» **练习说明**
请把下列全部记录逐字照录一遍，图片略去不录。
§
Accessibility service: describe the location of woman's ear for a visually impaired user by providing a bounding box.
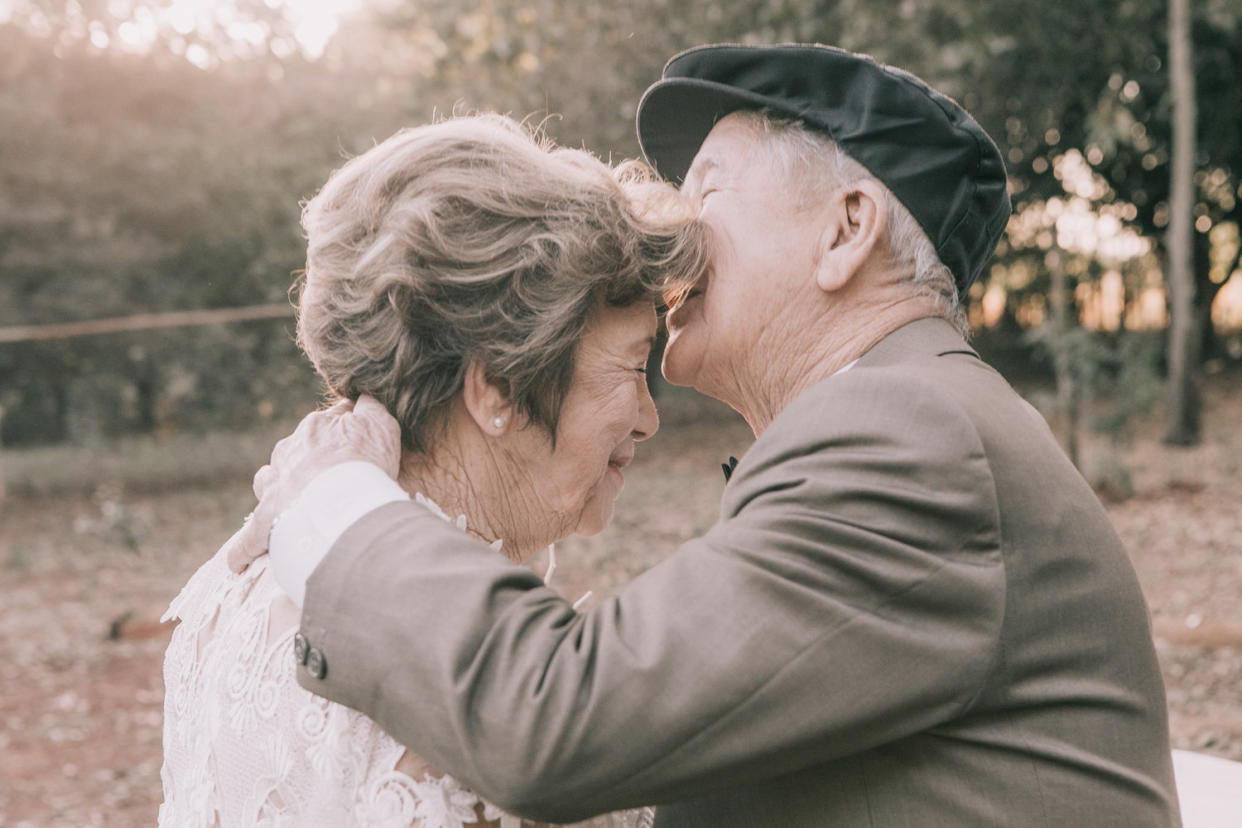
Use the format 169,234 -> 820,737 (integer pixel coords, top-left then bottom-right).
462,360 -> 513,437
815,179 -> 888,293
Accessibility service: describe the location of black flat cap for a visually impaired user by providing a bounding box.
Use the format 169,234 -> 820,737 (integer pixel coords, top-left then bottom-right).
638,45 -> 1012,295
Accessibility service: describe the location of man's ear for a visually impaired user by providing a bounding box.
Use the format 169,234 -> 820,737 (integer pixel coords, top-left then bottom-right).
462,360 -> 513,437
815,179 -> 888,293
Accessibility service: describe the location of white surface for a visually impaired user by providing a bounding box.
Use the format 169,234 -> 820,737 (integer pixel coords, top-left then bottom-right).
1172,750 -> 1242,828
268,461 -> 410,607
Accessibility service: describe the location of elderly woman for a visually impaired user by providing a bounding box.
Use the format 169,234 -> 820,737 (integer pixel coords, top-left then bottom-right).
160,117 -> 702,828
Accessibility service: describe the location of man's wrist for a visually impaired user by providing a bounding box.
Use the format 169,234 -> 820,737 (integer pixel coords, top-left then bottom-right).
268,461 -> 410,607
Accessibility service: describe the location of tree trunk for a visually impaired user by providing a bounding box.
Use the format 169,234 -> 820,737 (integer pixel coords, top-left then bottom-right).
1164,0 -> 1200,446
1047,251 -> 1082,468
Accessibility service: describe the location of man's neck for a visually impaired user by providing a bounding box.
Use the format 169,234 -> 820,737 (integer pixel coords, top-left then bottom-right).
725,299 -> 935,437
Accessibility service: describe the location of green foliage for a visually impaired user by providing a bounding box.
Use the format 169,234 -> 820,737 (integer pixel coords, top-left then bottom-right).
0,0 -> 1242,444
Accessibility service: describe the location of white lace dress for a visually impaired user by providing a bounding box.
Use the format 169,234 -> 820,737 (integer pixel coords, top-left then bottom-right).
159,498 -> 652,828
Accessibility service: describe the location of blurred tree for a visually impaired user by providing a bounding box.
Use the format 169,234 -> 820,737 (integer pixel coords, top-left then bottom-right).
1165,0 -> 1200,446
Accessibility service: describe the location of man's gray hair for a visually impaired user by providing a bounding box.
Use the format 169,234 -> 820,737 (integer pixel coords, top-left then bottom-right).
738,110 -> 970,336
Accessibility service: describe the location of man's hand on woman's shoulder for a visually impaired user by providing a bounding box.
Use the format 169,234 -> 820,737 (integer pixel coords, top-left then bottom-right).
229,395 -> 401,572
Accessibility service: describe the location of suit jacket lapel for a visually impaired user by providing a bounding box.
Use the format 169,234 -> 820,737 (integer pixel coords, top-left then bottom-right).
858,317 -> 979,367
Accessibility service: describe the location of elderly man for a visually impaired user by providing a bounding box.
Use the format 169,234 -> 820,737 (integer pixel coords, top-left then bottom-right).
237,46 -> 1179,828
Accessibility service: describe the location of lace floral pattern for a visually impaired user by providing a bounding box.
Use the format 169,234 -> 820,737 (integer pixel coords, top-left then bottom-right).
159,513 -> 652,828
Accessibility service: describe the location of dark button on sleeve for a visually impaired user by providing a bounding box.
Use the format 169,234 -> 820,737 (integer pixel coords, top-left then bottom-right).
307,647 -> 328,679
293,633 -> 311,664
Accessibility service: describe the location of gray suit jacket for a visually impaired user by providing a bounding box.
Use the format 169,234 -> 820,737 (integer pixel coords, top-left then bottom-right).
299,319 -> 1179,828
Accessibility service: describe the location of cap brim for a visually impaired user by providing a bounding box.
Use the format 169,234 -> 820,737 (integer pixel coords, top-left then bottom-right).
637,78 -> 795,184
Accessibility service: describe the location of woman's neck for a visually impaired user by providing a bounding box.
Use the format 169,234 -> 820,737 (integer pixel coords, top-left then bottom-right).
397,446 -> 515,556
397,422 -> 568,562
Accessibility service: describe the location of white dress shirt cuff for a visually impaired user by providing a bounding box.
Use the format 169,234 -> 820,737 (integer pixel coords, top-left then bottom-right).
267,461 -> 410,607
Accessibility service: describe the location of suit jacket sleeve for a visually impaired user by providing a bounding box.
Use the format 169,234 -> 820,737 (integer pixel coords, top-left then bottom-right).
299,369 -> 1005,822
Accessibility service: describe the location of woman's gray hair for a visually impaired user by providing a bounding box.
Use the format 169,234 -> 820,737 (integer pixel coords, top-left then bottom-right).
298,114 -> 707,452
738,110 -> 970,336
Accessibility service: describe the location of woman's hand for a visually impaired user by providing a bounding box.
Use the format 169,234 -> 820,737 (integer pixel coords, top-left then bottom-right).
227,395 -> 401,572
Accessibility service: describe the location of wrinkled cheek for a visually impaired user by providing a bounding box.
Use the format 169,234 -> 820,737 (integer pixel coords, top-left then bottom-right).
574,477 -> 621,535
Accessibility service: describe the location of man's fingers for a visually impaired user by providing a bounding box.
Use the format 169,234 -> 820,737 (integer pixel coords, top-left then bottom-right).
255,466 -> 276,500
350,394 -> 401,478
227,509 -> 271,572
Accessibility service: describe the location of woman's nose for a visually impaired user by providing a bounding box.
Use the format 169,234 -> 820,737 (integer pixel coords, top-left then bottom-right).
633,379 -> 660,439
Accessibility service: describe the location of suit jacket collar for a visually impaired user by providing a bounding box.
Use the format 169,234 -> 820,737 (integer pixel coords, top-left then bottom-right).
858,317 -> 979,367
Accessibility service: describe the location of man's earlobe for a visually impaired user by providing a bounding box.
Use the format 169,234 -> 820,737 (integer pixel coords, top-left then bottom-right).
815,180 -> 888,293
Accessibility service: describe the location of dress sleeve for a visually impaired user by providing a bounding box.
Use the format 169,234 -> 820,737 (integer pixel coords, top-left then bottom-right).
299,370 -> 1005,822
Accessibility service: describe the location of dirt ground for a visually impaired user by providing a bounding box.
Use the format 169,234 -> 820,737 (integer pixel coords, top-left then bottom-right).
0,372 -> 1242,828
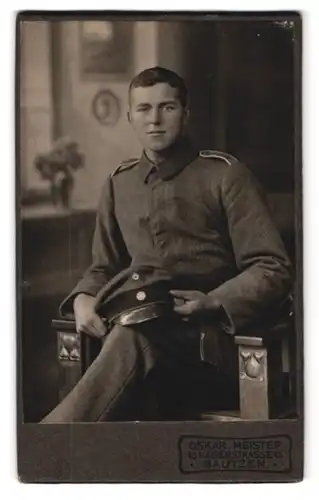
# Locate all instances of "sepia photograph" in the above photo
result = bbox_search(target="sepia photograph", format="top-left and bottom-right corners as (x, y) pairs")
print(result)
(16, 12), (303, 482)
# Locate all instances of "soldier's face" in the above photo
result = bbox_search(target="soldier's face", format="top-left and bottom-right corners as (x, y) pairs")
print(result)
(129, 83), (187, 151)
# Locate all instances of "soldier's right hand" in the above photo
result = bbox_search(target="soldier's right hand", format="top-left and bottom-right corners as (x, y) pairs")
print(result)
(73, 293), (106, 338)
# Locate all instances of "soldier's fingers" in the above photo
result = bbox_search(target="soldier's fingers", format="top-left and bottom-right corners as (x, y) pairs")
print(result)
(174, 303), (192, 316)
(93, 314), (106, 336)
(170, 290), (200, 300)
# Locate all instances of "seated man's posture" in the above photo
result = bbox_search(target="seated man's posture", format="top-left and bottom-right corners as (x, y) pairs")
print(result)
§
» **本题答案**
Accessibility service: describe the location of woman's ear for a visually impaired user by providing a bounding box.
Use the format 169,234 -> 820,737 (integer pixel coords, top-left then bottom-right).
462,360 -> 513,437
815,179 -> 888,293
Accessibility service: describe the location of black flat cap for a visually impaired user by providing a bounding box.
Use the format 169,234 -> 820,737 (integer pixel coords, top-left then bottom-right).
638,45 -> 1012,295
Accessibility service: describe the location of man's ear for a visually impaired user by providing a bounding box.
Use the format 169,234 -> 820,737 (integer pixel coords, top-left then bottom-right).
462,360 -> 513,437
815,179 -> 888,293
Accessibility service: describe the location of white surface for a visually impaired user by providing a bounding box.
Use the format 169,234 -> 820,737 (integer pixel coords, top-left then bottom-right).
1172,750 -> 1242,828
268,461 -> 410,607
Accessibility service: describe the location of elderly woman for a visually impaired user by providing a bounding box.
Use the format 169,234 -> 820,737 (integer pixel coords, top-left then bottom-right).
160,117 -> 702,828
Accessibility service: describe the location of man's wrist for a visually impaired user by providing a bounding box.
Use the format 169,234 -> 820,737 (integer pixel coords, top-left then bottom-right).
268,461 -> 410,607
Accessibility service: describe the location of tree trunk for a visually impaired user by providing a bounding box.
Use the format 169,234 -> 820,737 (integer pixel coords, top-left then bottom-right).
1164,0 -> 1200,446
1047,251 -> 1082,468
Accessibility service: describe the location of man's neck for a visually impaired user by providing a bounding box.
Use the format 169,234 -> 820,737 (integer pixel coords, top-left then bottom-right).
725,299 -> 935,437
Accessibility service: describe the location of green foliage for a visually impaired user by providing a bounding box.
Use the format 169,234 -> 820,737 (integer pixel coords, top-left then bottom-right).
0,0 -> 1242,444
Accessibility service: describe the location of white lace dress for a visually impaired user by providing a bounding box.
Use the format 169,234 -> 820,737 (integer pixel coords, top-left then bottom-right).
159,498 -> 652,828
Accessibility service: describe the location of blurred tree for a visually impaired user by providing a bounding box.
Use the format 169,234 -> 820,737 (integer pixel coords, top-left then bottom-right).
1165,0 -> 1200,446
Accessibility service: describe the location of man's gray hair for a visually impaired user by providing a bounding box.
Use the format 169,234 -> 820,737 (integer pixel coords, top-left then bottom-right).
738,110 -> 970,336
Accessibility service: describe the location of man's hand on woman's shoulder for a visually impaired user by providing a bounding box.
Use the format 169,234 -> 820,737 (integer pixel coords, top-left then bottom-right).
229,395 -> 401,572
Accessibility service: describe the location of suit jacket lapel for a visually impaired user by providing a bounding box.
Use the format 169,234 -> 820,737 (integer pixel coords, top-left then bottom-right).
858,317 -> 979,367
Accessibility service: describe the location of elderly man for a visually impaired user by providing a bounding box.
Use the format 169,234 -> 820,737 (integer pixel coords, top-left then bottom-right).
237,46 -> 1179,828
Accessibility service: describe the location of lace floral pattern for a visually impaired user by providing a bounding box.
Use the format 169,234 -> 820,737 (integer pixel coords, top-left then bottom-right).
159,513 -> 652,828
Accessibility service: describe the location of dark button on sleeve for a visually impaired user by providing a bounding box.
Use the format 169,234 -> 820,737 (integer pixel coords, top-left then bottom-right).
307,647 -> 328,679
293,633 -> 311,664
Accessibility service: describe the location of gray suit jacket for a visually impaired user by providing a bounding box.
Use the format 169,234 -> 820,737 (integer pixel coords, top-left then bottom-right).
299,319 -> 1179,828
Accessibility service: describe the location of cap brim for a visually impaired user by providing a bounding box.
Use the format 169,234 -> 820,737 (integer pixel coords, top-left then bottom-right).
637,78 -> 795,184
Accessibility service: describe the location of woman's neck for a visually impaired user by providing a bounding box.
Use the format 169,234 -> 820,737 (integer pixel coords, top-left then bottom-right).
397,446 -> 515,556
397,422 -> 568,562
Accessibility service: describe the location of white dress shirt cuff for a visually impaired user by providing a bounding box.
Use the format 169,234 -> 820,737 (integer pixel coords, top-left then bottom-right).
267,461 -> 410,607
Accessibility service: describe the location of suit jacket sleeve for a visually impaired user by providing a bounding box.
Use the format 169,234 -> 820,737 (integer pixel coords, top-left then bottom-right).
299,369 -> 1005,822
Accessibility service: describe the location of woman's gray hair for a visually impaired user by providing a bounding box.
Use the format 169,234 -> 820,737 (integer pixel coords, top-left then bottom-right).
298,114 -> 707,452
738,110 -> 970,336
Accessibility service: describe the location of woman's hand for a visually impaired user by providing a bounding box.
Use the format 169,234 -> 820,737 (integer pixel coords, top-left then bottom-right).
227,395 -> 401,572
Accessibility service: describe the location of wrinkled cheek for a visually impaired user by providing a bounding box.
Use the format 169,234 -> 820,737 (integer pixel coords, top-left then bottom-right).
574,477 -> 621,535
Accessibility service: describe the location of man's fingers for a visually impaired user by providing a bounding box.
Use the format 169,234 -> 820,737 (integer pixel coords, top-left then bottom-right).
255,466 -> 276,500
350,394 -> 401,478
227,509 -> 271,572
Accessibility service: describe the location of woman's nose for a visually impaired user by providing a bounding box.
Use the format 169,234 -> 820,737 (integer pixel coords, top-left then bottom-right).
633,379 -> 660,439
Accessibility service: describe the location of suit jacket collar for a visually impaired user by providing a bounding box.
Use the format 169,234 -> 820,737 (integer pixel coords, top-left then bottom-right).
858,317 -> 979,367
Accessibility service: describe the location of man's earlobe for a visually impaired user by providing a bounding box.
Use the format 169,234 -> 820,737 (integer pixel coords, top-left then bottom-right).
815,180 -> 888,293
Accessibility service: describe the location of dress sleeve for a visually impaired user by providing a bounding box.
Use the format 169,234 -> 820,737 (integer pixel coords, top-left then bottom-right).
299,370 -> 1005,822
Accessibility service: describe the location of dirt ground for a visually impaired user by providing a bounding box.
Use the format 169,234 -> 820,737 (integer pixel coords, top-left then bottom-right).
0,372 -> 1242,828
# Locate all instances of "sepia photograph" in the above photo
result = bbox_search(target="sepia photograph", format="top-left and bottom-right corners as (x, y) pairs")
print(result)
(16, 12), (303, 482)
# Locate all instances of "soldier's face" in the above photo
result = bbox_search(target="soldier's face", format="top-left and bottom-right corners as (x, y) pairs")
print(result)
(129, 83), (187, 151)
# Locate all instances of "soldier's right hand" in the above photo
result = bbox_search(target="soldier's right hand", format="top-left and bottom-right corners as (x, y) pairs")
print(result)
(73, 293), (106, 338)
# Locate all instances of "soldier's fingers" in the above photo
result = bbox_search(target="soldier's fingers", format="top-left and bottom-right corners as (x, y) pairs")
print(result)
(174, 303), (192, 316)
(93, 314), (106, 336)
(170, 290), (200, 300)
# Locate all instances of "seated man's posture" in the above photo
result = bbox_search(target="seated man's posture", format="top-left and bottom-right corners as (x, y) pairs")
print(result)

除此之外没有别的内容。